• _Materials provided_:
== == ==
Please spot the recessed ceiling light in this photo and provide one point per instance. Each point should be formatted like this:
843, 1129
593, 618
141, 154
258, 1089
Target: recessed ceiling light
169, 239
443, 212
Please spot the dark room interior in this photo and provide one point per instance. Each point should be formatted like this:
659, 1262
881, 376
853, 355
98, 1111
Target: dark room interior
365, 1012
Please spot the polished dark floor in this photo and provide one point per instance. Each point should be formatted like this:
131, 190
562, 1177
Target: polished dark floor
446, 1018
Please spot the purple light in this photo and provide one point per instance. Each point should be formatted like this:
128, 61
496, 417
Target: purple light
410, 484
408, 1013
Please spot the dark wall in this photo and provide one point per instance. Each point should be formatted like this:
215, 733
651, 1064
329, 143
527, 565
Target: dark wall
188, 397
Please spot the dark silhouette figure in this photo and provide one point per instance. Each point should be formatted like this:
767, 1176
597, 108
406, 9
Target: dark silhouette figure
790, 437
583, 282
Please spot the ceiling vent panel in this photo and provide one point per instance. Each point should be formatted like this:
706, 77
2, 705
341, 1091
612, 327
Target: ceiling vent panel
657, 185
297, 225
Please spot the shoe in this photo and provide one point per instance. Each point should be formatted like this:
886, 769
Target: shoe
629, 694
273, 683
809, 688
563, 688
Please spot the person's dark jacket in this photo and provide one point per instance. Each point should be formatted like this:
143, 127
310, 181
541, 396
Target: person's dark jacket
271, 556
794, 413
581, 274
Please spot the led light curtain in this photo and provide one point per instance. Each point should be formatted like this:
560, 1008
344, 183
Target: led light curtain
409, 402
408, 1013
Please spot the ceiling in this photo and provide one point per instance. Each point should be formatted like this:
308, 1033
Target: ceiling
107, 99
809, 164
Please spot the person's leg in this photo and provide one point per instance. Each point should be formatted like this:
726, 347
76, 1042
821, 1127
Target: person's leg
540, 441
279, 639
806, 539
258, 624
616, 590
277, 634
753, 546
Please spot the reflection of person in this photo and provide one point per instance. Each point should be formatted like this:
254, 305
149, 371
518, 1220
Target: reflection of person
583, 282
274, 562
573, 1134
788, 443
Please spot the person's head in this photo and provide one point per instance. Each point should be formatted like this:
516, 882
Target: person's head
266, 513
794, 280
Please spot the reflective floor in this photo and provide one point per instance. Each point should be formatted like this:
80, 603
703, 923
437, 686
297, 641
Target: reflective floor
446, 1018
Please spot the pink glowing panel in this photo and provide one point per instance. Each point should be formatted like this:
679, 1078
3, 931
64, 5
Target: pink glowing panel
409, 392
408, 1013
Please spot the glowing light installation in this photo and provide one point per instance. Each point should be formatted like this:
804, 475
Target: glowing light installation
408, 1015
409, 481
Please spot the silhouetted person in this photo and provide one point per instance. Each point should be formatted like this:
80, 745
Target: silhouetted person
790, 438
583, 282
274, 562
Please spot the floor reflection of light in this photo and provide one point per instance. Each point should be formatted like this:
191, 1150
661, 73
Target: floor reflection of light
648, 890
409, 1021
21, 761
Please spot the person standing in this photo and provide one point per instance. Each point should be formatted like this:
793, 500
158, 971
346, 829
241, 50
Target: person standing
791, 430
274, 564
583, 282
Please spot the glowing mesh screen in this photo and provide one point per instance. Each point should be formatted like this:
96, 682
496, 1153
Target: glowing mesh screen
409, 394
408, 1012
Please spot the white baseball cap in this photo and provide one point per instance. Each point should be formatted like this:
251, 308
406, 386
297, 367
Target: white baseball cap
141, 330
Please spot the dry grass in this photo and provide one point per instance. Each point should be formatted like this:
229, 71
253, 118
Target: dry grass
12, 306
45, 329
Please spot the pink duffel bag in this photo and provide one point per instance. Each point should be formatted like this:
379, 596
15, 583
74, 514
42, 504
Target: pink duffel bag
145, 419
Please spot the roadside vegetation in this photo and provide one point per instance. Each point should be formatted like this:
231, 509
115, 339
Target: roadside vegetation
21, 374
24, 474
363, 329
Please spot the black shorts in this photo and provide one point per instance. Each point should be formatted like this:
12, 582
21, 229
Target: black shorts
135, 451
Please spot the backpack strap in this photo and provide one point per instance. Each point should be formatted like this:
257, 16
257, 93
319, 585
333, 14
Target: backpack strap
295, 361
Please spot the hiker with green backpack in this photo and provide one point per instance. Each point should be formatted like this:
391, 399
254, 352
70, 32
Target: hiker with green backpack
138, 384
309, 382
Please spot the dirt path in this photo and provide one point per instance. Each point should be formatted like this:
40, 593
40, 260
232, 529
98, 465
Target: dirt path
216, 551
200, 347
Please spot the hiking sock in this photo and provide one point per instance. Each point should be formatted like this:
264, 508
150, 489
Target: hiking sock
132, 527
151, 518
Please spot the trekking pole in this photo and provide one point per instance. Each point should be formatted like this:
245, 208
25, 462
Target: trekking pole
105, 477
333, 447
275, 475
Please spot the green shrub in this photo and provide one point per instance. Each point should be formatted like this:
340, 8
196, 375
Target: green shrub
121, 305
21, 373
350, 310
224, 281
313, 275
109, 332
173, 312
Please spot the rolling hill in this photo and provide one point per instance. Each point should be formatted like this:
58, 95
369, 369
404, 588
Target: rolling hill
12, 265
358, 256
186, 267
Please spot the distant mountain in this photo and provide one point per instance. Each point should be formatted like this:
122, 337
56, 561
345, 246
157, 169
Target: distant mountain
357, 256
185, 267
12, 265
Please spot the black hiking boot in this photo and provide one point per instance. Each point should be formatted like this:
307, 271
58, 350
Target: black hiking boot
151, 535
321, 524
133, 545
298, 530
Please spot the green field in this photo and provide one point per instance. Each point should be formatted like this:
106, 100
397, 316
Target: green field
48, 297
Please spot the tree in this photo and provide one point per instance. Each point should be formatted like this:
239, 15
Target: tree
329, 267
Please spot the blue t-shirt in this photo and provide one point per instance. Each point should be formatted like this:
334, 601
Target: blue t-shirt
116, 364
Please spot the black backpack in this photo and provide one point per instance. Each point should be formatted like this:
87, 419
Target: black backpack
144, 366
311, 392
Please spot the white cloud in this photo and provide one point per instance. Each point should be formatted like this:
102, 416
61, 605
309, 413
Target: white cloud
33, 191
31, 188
== == ==
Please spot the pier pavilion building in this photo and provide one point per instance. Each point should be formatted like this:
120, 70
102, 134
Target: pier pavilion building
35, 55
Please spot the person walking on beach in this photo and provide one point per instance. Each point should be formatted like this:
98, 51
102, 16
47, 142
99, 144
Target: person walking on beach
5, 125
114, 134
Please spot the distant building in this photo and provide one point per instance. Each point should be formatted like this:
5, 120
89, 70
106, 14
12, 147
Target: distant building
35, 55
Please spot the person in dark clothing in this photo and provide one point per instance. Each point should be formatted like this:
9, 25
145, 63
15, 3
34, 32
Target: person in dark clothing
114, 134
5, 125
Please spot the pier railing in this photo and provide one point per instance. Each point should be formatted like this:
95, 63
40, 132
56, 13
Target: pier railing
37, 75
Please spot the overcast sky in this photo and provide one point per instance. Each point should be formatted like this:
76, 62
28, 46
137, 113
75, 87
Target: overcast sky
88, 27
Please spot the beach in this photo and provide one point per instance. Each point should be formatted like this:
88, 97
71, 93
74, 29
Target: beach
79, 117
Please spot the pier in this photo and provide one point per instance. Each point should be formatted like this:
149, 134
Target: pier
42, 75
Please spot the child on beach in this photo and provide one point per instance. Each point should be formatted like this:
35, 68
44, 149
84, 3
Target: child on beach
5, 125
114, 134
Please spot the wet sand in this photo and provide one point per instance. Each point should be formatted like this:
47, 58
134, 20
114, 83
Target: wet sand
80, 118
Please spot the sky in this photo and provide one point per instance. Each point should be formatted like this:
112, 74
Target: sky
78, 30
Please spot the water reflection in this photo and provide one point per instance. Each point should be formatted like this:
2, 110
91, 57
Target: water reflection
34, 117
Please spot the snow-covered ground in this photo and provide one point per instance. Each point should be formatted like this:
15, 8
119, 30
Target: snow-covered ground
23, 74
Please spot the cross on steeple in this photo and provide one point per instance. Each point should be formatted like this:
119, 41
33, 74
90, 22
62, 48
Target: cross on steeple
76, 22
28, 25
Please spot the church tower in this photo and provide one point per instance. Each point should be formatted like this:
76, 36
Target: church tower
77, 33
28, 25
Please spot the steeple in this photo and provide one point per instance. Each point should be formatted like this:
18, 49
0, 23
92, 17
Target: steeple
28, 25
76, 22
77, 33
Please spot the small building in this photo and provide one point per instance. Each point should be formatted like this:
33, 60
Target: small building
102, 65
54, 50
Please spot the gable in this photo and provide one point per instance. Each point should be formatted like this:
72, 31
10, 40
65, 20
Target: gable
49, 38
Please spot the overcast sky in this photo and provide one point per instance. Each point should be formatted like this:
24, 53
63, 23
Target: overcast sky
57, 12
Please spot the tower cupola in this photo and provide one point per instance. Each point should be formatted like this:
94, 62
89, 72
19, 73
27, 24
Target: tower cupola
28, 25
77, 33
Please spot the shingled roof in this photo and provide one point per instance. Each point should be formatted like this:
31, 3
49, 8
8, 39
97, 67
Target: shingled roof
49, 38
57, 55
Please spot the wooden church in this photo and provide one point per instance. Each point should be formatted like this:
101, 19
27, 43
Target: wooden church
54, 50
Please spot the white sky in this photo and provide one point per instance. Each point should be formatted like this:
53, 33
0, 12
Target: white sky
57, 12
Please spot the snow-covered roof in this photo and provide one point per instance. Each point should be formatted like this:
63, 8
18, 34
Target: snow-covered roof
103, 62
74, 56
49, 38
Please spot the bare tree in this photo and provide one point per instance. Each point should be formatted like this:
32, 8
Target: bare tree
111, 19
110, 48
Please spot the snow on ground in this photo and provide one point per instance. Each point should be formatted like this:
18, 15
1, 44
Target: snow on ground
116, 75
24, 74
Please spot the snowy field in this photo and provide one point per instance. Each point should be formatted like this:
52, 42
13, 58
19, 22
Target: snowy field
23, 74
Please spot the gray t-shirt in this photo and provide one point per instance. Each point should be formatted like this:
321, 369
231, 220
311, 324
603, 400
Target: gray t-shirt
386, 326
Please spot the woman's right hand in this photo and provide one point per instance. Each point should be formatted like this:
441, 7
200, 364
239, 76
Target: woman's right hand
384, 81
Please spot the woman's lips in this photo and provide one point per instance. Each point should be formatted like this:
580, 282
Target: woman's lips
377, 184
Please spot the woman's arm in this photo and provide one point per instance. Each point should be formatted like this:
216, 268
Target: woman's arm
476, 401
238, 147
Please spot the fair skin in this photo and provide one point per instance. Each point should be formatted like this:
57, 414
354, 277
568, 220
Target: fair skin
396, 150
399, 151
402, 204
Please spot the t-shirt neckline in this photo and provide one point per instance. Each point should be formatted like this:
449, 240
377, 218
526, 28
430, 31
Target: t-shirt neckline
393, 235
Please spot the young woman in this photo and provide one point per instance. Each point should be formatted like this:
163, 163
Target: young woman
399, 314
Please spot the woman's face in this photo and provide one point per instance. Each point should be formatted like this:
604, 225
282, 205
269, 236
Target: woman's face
== == ==
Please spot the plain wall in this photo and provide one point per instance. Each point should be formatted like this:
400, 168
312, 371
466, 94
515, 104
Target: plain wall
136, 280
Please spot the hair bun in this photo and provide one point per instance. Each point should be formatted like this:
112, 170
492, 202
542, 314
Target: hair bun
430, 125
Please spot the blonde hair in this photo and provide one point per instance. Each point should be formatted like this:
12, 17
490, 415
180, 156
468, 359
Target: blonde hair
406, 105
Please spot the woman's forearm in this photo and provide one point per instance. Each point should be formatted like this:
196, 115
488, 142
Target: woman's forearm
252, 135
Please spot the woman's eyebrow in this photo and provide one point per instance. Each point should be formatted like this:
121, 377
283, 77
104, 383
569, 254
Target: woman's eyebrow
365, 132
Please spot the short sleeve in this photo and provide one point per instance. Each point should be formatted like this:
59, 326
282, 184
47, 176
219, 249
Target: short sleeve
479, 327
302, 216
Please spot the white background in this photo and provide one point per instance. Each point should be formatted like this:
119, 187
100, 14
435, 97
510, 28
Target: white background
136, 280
== == ==
• _Instructions for the task_:
What lines in the entries above include the string "face"? Return each one.

• _Expected answer_:
Please spot the woman's face in this photo and provide one point per instance. Each point should be formatted like this:
Target: woman's face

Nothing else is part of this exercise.